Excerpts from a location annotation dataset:
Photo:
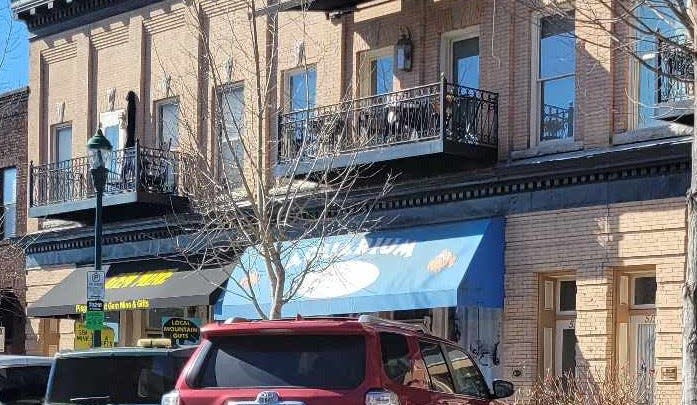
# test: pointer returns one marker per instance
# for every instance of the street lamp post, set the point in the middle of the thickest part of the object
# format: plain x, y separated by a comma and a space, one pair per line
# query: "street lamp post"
99, 150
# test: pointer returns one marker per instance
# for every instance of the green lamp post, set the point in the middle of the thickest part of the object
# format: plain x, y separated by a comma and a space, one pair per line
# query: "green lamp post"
99, 152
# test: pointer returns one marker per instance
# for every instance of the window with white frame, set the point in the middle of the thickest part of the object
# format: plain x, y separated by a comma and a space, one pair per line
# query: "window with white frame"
643, 79
555, 77
230, 132
168, 123
9, 202
377, 72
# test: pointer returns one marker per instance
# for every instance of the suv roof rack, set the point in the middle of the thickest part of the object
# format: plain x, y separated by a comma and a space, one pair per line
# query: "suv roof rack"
374, 320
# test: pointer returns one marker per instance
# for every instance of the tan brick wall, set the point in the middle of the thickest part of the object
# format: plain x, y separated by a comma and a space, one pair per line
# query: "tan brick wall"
592, 243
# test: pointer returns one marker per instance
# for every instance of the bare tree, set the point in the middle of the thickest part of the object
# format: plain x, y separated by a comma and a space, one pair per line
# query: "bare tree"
229, 176
658, 36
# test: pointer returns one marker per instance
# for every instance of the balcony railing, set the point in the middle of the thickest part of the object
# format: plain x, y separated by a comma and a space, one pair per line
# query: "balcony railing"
453, 113
675, 76
132, 169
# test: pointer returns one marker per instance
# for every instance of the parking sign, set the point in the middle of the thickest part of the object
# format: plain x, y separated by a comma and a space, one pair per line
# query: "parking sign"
95, 285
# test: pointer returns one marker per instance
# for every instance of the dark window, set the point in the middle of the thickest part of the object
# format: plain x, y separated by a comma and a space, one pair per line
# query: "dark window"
645, 291
567, 295
468, 380
308, 361
437, 367
25, 385
115, 379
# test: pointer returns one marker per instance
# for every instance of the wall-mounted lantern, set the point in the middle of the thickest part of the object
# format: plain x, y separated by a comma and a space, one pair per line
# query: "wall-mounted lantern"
403, 51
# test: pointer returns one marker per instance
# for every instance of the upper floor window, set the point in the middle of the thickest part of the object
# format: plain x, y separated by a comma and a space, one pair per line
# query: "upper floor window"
377, 72
556, 77
9, 202
63, 144
644, 79
302, 89
231, 130
168, 123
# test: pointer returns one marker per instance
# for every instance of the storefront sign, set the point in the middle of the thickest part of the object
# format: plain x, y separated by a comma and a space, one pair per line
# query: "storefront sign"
83, 336
182, 330
118, 306
143, 279
95, 285
94, 320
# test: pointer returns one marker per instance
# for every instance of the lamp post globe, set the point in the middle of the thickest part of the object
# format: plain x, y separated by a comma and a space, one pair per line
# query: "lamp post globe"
99, 151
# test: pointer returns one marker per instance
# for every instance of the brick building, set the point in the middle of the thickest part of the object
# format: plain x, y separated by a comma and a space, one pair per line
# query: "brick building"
13, 159
503, 114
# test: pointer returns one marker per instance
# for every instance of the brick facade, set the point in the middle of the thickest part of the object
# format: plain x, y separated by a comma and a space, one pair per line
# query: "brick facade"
13, 154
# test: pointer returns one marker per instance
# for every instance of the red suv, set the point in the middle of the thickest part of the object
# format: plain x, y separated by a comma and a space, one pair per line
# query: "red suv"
329, 362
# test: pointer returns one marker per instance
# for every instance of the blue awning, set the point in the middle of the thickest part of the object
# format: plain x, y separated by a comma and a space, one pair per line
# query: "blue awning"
458, 263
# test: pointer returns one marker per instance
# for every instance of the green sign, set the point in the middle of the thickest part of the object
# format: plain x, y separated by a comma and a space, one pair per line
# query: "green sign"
94, 320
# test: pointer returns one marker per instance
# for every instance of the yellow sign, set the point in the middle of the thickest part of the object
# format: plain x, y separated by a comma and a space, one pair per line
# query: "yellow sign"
143, 279
83, 337
117, 306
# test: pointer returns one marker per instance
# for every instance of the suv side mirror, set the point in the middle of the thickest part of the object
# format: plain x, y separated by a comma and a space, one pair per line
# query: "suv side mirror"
503, 389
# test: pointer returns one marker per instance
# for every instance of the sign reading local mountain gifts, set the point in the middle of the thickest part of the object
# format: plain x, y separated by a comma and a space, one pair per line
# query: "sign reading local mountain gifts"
182, 330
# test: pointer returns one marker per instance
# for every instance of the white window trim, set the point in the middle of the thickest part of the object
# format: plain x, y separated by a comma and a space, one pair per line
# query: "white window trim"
158, 135
632, 284
557, 291
364, 68
561, 325
53, 150
535, 84
446, 46
286, 82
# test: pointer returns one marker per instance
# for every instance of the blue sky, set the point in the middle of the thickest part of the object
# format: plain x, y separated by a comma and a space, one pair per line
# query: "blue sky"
14, 50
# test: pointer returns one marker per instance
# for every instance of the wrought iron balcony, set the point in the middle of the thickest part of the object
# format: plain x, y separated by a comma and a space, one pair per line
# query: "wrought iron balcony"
138, 176
425, 120
675, 80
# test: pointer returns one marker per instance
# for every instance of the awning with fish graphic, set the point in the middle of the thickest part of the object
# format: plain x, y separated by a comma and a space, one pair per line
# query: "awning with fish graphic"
444, 265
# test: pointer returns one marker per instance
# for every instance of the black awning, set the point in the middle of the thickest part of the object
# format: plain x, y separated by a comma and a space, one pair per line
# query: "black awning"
134, 285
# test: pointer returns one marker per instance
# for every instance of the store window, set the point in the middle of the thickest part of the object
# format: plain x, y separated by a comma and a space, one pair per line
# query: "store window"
556, 77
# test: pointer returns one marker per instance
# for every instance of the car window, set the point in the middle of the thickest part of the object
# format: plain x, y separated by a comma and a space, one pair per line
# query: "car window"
468, 380
23, 384
437, 367
118, 379
309, 361
397, 363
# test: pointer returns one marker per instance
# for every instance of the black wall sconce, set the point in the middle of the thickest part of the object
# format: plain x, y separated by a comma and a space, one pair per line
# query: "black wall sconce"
403, 51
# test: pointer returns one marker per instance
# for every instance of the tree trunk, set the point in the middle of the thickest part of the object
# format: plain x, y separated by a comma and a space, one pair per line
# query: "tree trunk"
689, 340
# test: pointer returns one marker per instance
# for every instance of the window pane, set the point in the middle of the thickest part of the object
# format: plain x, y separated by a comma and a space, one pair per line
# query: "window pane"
382, 75
557, 46
64, 144
567, 295
645, 291
437, 367
466, 62
303, 89
169, 124
232, 105
112, 134
307, 361
557, 108
568, 352
467, 379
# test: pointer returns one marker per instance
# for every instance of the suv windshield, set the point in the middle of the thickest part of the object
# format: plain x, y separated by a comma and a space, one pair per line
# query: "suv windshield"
308, 361
23, 384
122, 379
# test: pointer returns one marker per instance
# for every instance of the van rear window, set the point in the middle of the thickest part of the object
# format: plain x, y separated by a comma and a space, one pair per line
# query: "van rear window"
305, 361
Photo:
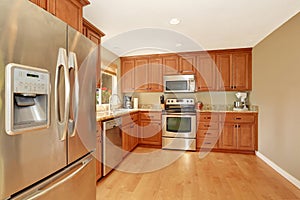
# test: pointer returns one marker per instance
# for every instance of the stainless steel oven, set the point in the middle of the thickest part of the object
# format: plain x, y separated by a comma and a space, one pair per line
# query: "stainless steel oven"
179, 125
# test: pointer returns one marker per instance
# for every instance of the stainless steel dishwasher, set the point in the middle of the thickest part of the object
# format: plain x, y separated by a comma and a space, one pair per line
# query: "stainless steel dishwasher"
112, 144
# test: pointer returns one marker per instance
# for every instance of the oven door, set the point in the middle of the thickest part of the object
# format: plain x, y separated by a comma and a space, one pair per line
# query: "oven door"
179, 125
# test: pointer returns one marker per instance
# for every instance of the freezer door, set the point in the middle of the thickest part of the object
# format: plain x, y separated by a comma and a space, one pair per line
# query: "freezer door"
83, 55
29, 36
75, 182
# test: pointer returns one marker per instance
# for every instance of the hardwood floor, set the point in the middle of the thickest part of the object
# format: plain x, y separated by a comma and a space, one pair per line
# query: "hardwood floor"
217, 176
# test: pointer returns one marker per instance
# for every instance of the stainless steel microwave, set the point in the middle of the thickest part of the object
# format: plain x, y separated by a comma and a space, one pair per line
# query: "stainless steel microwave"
179, 83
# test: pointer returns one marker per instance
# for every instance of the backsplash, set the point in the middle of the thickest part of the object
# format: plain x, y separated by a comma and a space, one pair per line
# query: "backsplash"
209, 98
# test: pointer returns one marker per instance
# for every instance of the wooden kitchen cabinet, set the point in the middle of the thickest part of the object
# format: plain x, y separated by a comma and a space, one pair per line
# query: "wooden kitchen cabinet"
150, 129
207, 130
235, 69
155, 76
92, 32
127, 75
98, 152
45, 4
129, 132
141, 74
171, 64
239, 132
187, 63
70, 11
206, 72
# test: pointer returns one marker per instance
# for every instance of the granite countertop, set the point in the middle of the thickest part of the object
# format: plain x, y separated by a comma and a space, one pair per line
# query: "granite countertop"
105, 115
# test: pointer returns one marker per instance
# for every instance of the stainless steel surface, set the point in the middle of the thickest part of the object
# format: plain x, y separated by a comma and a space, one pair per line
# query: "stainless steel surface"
62, 91
179, 144
27, 95
64, 183
179, 83
33, 38
73, 66
87, 56
175, 133
112, 145
179, 124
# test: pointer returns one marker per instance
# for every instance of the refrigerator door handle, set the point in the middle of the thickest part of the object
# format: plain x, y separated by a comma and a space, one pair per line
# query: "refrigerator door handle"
72, 122
52, 185
62, 121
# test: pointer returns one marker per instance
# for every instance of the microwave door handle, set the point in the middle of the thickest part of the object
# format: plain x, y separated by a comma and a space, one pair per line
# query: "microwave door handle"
62, 121
72, 122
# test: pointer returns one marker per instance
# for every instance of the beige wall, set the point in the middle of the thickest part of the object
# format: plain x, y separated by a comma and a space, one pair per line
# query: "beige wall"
276, 89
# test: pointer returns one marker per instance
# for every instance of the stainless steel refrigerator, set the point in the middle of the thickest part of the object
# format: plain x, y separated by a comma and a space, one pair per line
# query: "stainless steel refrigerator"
47, 106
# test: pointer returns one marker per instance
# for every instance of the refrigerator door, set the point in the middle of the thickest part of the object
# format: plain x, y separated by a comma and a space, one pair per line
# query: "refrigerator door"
75, 182
83, 55
29, 36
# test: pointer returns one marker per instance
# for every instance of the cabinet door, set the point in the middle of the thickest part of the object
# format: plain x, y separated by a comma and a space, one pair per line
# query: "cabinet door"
187, 64
240, 67
69, 11
45, 4
170, 64
245, 137
141, 74
224, 63
228, 138
155, 75
150, 133
127, 75
205, 74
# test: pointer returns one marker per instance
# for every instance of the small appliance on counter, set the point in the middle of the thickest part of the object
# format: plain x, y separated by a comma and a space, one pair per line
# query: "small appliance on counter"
240, 104
127, 103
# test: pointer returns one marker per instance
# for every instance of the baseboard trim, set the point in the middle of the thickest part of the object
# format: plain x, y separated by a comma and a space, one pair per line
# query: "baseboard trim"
282, 172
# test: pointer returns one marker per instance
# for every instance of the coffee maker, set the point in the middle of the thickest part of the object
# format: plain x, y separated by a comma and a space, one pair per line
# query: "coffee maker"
240, 104
127, 103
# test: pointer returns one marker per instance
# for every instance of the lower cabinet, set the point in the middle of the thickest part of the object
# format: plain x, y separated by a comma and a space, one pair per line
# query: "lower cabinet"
236, 132
150, 129
129, 132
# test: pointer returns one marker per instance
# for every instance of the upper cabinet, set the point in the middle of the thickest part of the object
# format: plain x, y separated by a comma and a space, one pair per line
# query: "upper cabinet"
171, 64
235, 70
70, 11
217, 70
92, 32
205, 72
141, 74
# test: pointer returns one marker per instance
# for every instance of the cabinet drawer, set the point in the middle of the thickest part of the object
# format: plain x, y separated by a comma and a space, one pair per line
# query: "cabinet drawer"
128, 118
150, 116
207, 117
239, 118
207, 133
207, 142
211, 125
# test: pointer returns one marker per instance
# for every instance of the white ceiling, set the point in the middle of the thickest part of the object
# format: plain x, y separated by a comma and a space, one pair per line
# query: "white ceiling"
141, 26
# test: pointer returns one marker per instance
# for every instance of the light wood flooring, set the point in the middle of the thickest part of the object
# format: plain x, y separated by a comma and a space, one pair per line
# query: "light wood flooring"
216, 176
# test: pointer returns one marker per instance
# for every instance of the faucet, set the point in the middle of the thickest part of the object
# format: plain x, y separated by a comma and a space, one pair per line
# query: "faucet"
112, 107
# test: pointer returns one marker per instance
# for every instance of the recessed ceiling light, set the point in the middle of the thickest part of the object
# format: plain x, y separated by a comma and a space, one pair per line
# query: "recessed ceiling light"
174, 21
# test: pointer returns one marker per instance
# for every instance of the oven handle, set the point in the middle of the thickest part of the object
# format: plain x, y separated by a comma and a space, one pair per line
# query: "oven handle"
179, 114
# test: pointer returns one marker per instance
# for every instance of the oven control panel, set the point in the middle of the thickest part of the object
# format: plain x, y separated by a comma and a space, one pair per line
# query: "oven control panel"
180, 102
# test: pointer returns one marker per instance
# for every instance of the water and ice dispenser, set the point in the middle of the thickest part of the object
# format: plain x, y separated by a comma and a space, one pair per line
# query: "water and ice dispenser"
27, 93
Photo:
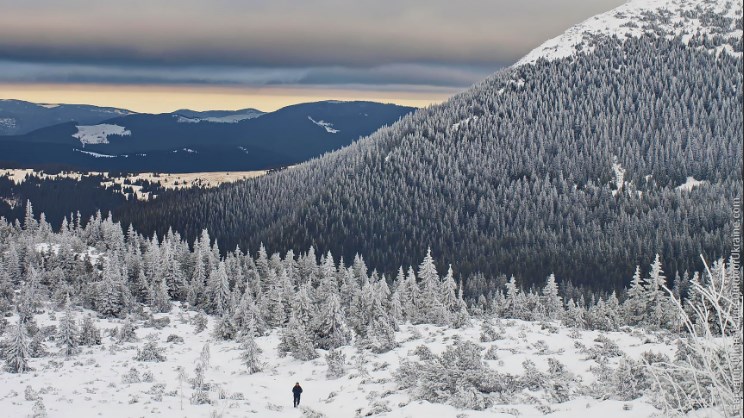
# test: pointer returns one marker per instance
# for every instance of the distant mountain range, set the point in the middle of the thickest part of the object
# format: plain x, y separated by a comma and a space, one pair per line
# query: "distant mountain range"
106, 139
616, 141
18, 117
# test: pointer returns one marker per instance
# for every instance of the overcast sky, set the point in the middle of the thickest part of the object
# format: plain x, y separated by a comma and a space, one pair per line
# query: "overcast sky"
266, 53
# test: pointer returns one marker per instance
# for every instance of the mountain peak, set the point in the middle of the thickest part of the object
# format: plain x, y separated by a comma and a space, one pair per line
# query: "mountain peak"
683, 19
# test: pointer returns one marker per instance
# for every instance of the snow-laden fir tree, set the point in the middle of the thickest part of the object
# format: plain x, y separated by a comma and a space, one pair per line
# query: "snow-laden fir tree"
551, 301
430, 307
336, 361
250, 355
634, 305
329, 327
296, 342
68, 336
17, 349
89, 333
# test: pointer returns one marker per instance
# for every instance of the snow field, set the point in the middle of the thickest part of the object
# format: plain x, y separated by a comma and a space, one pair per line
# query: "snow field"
92, 383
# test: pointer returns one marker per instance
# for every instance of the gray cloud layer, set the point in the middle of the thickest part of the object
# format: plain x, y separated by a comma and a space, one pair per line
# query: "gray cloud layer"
433, 42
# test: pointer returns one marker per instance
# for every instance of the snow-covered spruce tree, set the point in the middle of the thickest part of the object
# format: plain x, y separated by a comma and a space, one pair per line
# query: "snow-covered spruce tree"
150, 352
461, 317
200, 396
296, 342
224, 328
409, 295
574, 316
17, 349
336, 361
28, 298
111, 300
430, 309
89, 333
218, 289
329, 327
159, 299
68, 336
658, 304
126, 332
200, 322
634, 306
381, 334
458, 377
250, 355
707, 370
551, 301
39, 410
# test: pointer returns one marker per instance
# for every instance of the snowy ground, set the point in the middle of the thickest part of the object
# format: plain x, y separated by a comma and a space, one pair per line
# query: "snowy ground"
165, 180
91, 383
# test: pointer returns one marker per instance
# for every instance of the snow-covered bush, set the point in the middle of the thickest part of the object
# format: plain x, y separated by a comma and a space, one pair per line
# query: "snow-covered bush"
532, 378
30, 394
492, 353
39, 410
16, 349
605, 349
458, 376
89, 333
131, 377
423, 352
150, 352
200, 322
336, 364
126, 333
489, 333
251, 354
200, 395
157, 323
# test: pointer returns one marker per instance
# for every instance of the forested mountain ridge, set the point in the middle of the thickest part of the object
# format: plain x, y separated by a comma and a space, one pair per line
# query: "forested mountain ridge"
187, 141
583, 166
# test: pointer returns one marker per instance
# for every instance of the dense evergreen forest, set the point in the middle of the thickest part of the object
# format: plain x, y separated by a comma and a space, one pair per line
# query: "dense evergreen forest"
73, 198
572, 167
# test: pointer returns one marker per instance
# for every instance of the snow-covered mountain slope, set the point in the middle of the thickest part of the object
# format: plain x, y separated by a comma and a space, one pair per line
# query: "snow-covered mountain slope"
98, 134
683, 19
108, 379
19, 117
194, 117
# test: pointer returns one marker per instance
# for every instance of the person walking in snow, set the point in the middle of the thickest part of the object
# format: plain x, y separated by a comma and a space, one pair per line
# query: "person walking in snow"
297, 390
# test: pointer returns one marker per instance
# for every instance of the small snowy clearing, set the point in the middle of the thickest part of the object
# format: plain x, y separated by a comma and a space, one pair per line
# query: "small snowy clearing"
670, 18
456, 126
108, 378
219, 119
94, 154
690, 184
323, 124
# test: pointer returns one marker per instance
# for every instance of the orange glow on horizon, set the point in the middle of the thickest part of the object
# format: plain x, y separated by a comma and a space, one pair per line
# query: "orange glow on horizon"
165, 98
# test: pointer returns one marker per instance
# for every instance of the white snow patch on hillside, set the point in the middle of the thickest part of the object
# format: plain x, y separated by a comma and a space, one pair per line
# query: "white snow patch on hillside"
219, 119
672, 18
456, 126
184, 119
323, 124
690, 183
99, 381
7, 122
98, 134
46, 248
94, 154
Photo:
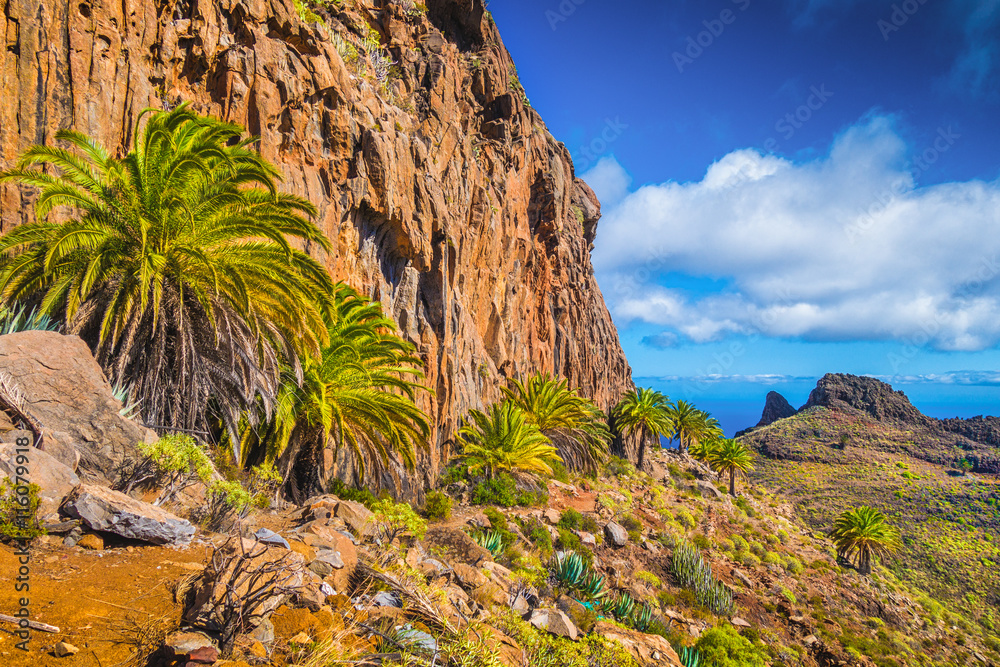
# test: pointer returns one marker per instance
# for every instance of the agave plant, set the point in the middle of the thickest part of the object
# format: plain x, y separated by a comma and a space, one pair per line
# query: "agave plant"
694, 573
619, 605
569, 569
690, 657
19, 318
490, 540
592, 586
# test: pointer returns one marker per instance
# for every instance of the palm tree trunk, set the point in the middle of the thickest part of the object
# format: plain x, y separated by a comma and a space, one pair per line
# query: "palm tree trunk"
642, 448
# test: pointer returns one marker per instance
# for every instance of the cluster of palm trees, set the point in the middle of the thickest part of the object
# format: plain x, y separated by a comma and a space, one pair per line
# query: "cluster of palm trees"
541, 421
176, 264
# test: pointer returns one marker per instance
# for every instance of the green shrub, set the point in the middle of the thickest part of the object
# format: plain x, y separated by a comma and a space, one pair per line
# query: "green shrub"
344, 492
569, 540
502, 490
701, 541
393, 519
722, 646
570, 519
649, 578
19, 511
437, 506
793, 565
180, 462
685, 519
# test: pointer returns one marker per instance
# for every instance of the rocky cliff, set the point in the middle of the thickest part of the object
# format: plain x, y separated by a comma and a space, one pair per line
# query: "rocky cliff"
443, 192
775, 407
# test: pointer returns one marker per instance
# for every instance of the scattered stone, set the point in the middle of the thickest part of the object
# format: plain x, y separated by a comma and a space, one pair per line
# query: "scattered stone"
91, 541
212, 585
100, 508
356, 516
385, 599
744, 579
469, 577
196, 647
456, 544
270, 537
54, 478
65, 389
615, 534
264, 632
554, 622
64, 650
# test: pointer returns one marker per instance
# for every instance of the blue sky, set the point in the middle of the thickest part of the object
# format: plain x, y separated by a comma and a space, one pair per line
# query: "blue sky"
789, 188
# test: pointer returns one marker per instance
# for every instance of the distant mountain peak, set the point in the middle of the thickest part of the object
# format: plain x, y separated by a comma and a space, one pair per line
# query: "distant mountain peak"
775, 407
874, 397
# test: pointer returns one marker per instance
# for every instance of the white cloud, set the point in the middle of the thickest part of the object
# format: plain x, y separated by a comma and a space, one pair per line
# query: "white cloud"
845, 247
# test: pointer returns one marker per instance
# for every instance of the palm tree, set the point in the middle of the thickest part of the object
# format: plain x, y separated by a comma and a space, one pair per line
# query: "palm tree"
574, 424
688, 424
729, 456
864, 530
173, 263
504, 440
358, 393
645, 411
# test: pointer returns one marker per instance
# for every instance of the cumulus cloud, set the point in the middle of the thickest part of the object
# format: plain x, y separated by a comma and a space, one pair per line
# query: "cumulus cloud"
844, 247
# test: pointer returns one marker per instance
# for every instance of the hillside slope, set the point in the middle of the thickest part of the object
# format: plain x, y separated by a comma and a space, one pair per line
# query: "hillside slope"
444, 194
858, 442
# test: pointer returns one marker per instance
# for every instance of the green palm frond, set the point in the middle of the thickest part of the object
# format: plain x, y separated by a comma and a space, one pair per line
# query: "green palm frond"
359, 394
502, 440
174, 263
645, 412
574, 424
863, 533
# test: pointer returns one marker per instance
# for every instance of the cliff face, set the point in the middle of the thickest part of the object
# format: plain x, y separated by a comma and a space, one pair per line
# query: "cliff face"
444, 194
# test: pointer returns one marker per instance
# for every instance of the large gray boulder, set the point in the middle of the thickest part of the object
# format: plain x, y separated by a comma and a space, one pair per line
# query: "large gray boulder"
55, 480
65, 389
615, 534
102, 509
554, 622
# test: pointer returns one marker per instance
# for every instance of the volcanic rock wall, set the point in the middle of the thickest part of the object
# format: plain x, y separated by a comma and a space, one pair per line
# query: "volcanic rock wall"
444, 194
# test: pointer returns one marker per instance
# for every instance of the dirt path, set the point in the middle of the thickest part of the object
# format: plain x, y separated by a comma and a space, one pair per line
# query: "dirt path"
100, 600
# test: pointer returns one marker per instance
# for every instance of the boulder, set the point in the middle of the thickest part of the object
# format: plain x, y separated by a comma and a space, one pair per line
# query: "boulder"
286, 575
615, 534
554, 622
100, 508
65, 390
457, 545
185, 644
357, 517
647, 649
469, 577
55, 479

Task objective
Identify each line in the entries above that contains the string "control", and copy every such line.

Complete answer
# for every instance of the oven control panel, set the point in the middle of the thickest part of the object
# query: "oven control panel"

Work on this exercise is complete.